Passage provided:

The research conducted by Lauria et al. [104] resulted in the successful synthesis of a fluorogenic substrate probe at a long wavelength featuring a resorufin fluorophore (Figure 8, compound 1g). This probe exhibited significant sensitivity for MAGL, making it applicable for MAGL screening assays and the identification of potential MAGL inhibitors. Subsequently, the same research group [105], with a view to finding a suitable substrate for HTS experiments readily accessible, stable in water solution, and with a low rate of spontaneous hydrolysis, synthesized eleven novel potential substrates. These newly synthesized esters of fluorescent resorufin encompass various classes of acyl chains, including linear chains such as acetate (1a), butyrate (1b), octanoate (1c), dodecanoate (1d), icosanoate (1e), and oleate (1f) as well as branched chains like 2-methylhexanoate (1h), 2-ethylhexanoate (1i), and 2-butyloctanoate (1j) alongside aromatic chains like benzoate (1k) (Figure 8). Furthermore, the authors conducted investigations on the substrate specificity of MAGL based on the acyl chain variations, determining the kinetic constants. The differences in substrate interaction with the MAGL active site were also analyzed using structural in-silico techniques.
The best substrate for the HTS method was identified as 7-hydroxyresorufinyl octanoate (1c). Among the compounds tested, 1c exhibited the highest rate of hydrolysis and displayed the most favorable Km and Vmax values. In silico docking studies revealed favorable interactions between 1c and the MAGL active site. Furthermore, compound 1c can be easily prepared on both milligram and gram scales and demonstrates high stability in solution, as evidenced by its low rate of spontaneous hydrolysis. The authors validated the proposed probe 1c using the well-known MAGL inhibitors URB602 and MAFP under the same established assay conditions.

The data:
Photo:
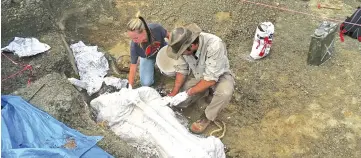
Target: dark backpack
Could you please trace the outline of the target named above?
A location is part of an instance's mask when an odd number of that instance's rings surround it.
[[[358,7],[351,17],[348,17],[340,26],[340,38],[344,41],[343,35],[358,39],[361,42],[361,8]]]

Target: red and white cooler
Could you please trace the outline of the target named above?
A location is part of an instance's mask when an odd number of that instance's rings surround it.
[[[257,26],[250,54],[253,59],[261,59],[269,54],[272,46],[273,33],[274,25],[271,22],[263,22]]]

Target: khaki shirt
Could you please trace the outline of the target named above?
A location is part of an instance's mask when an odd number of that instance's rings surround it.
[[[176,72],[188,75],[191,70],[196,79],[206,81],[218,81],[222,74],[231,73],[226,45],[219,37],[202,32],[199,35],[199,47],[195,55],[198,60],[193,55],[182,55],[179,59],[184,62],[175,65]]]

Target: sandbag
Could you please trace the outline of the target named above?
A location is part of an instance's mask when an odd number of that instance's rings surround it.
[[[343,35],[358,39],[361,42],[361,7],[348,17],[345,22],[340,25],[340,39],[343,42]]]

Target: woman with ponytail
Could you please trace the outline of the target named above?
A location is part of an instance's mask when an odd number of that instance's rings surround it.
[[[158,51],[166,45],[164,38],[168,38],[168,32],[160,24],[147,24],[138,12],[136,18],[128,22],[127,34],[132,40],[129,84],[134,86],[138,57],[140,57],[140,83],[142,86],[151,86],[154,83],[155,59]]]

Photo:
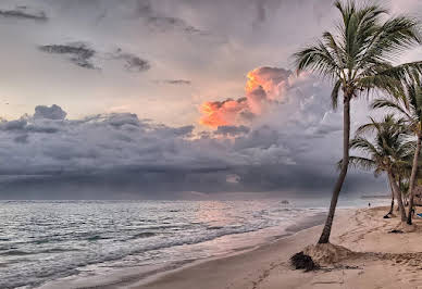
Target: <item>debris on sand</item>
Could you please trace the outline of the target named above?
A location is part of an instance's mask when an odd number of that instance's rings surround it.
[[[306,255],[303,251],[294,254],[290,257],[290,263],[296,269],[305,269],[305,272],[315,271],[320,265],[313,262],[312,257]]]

==

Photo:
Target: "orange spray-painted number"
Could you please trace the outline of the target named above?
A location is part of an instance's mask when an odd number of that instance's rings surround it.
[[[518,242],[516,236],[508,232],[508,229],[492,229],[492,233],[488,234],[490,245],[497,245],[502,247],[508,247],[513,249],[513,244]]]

...

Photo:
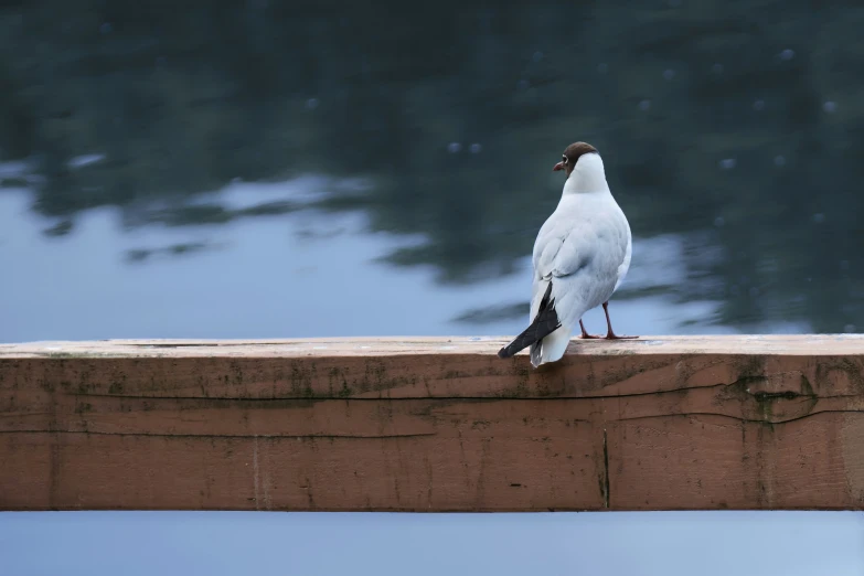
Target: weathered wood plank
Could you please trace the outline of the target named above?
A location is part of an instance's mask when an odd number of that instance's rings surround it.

Required action: Replace "probe" with "substrate" in the stretch of the MAGL substrate text from "The best substrate" through "established assay conditions.", and write out that stretch with the change.

Solved exercise:
The best substrate for the HTS method was identified as 7-hydroxyresorufinyl octanoate (1c). Among the compounds tested, 1c exhibited the highest rate of hydrolysis and displayed the most favorable Km and Vmax values. In silico docking studies revealed favorable interactions between 1c and the MAGL active site. Furthermore, compound 1c can be easily prepared on both milligram and gram scales and demonstrates high stability in solution, as evidenced by its low rate of spontaneous hydrolysis. The authors validated the proposed substrate 1c using the well-known MAGL inhibitors URB602 and MAFP under the same established assay conditions.